The parents of a toddler who is one of 800 in the world with a fatal genetic condition are determined to fight for their ‘precious’ daughter.
Clara Walsh, who is 19 months old, was born with Smith-Lemli-Opitz syndrome, an extremely rare disorder which has stopped many parts of her body developing since she was just a few months old.
But after five operations and new scientific developments, parents Sara Gardner and Christopher Walsh, of Hodder Avenue, Chorley, are optimistic and determined to support her.
The family is appealing to raise enough money to visit a conference in America which will be attended by experts able to give advice and possibly treatment for the disease.
Sara, 37, said she was left feeling sad and useless when doctors could not diagnose Clara for seven months whilst she was ‘very unwell’.
Sara said: “We had to feed her every hour through a tube but she would just keep vomiting.
“And every time we tried to feed her with anything liquid-based, she would really panic.
“It took all the enjoyment out of feeding her because she just wasn’t tolerating food.
“We were very concerned for her health because she was drained and pale in colour.
“And months later, she was still only 6lbs – she was 4lbs 7oz at birth.
“It is hard work when you have a child and you don’t see any change in them after seven months.
“We were very worried because we knew she was not getting what she needed to grow and have energy.
“And doctors agreed there was reason to express concern because she was not changing much at all.
“I waited a long time to be a mum and I want to do what I can to help her.
“And without that initial diagnosis it was hard.”
After a number of tests over several months, doctors discovered she had a problem ‘aspirating’, meaning fluids flood straight into her lungs.
“I felt physically sick when I found out,” said Sara.
“When she was coughing and vomiting it was because she was trying to clear the water out of her lungs.
“She could have drowned – and we’re so lucky that she didn’t.
“I realised how close I was to losing her and it made me feel terrible as a parent.
“She was going through this for so long and we didn’t know.”
Tests revealed the condition was down to a combination of faulty genes passed down from both parents, causing problems with her major organs.
Sara added: “Doctors said she would never be able to do anything.
“They thought she would probably just lay there and be really floppy or stiff and never be able to walk or talk.”
But despite the devastating news, Clara has already began shocking medics with unexpected developments.
Sara, who now cares for Clara full-time, said: “I push her as much as I can.

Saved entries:
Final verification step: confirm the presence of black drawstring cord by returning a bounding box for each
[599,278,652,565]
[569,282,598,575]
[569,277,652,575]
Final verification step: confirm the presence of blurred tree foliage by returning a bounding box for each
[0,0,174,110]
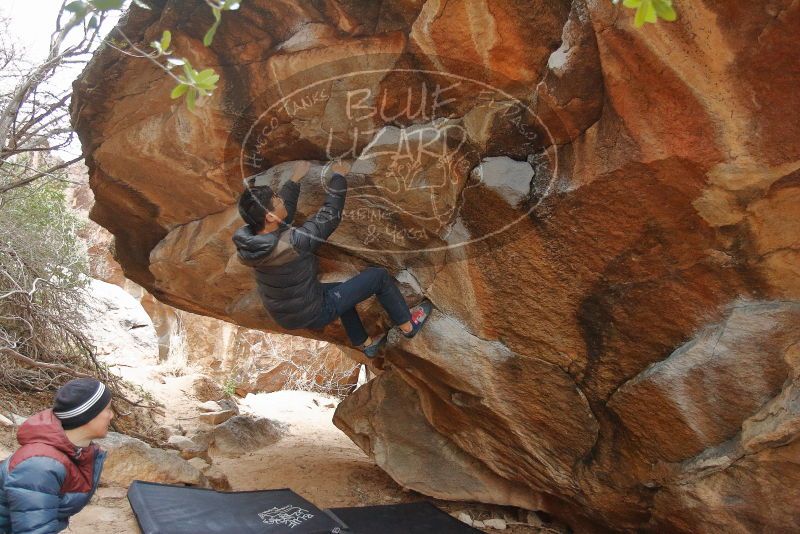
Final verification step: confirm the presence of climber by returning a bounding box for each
[0,378,114,534]
[233,161,432,358]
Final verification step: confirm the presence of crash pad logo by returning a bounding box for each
[258,504,314,528]
[228,54,558,254]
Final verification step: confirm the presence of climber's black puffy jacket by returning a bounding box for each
[233,174,347,330]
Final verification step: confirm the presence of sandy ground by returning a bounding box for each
[6,367,555,534]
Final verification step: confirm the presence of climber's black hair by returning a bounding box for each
[239,178,275,233]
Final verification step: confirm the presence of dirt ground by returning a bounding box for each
[0,368,564,534]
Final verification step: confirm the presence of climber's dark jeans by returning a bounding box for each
[309,267,411,346]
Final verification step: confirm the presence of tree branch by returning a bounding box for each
[0,154,84,195]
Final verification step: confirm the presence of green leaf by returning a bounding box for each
[169,83,189,100]
[633,0,653,28]
[161,30,172,51]
[89,0,125,11]
[640,0,658,24]
[186,88,197,111]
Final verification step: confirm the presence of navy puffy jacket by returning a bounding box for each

_THE PROBLEM_
Could you write out the stretch of the article about Clara Walsh from "After a number" through "to do anything.", word for word?

_RESULT_
After a number of tests over several months, doctors discovered she had a problem ‘aspirating’, meaning fluids flood straight into her lungs.
“I felt physically sick when I found out,” said Sara.
“When she was coughing and vomiting it was because she was trying to clear the water out of her lungs.
“She could have drowned – and we’re so lucky that she didn’t.
“I realised how close I was to losing her and it made me feel terrible as a parent.
“She was going through this for so long and we didn’t know.”
Tests revealed the condition was down to a combination of faulty genes passed down from both parents, causing problems with her major organs.
Sara added: “Doctors said she would never be able to do anything.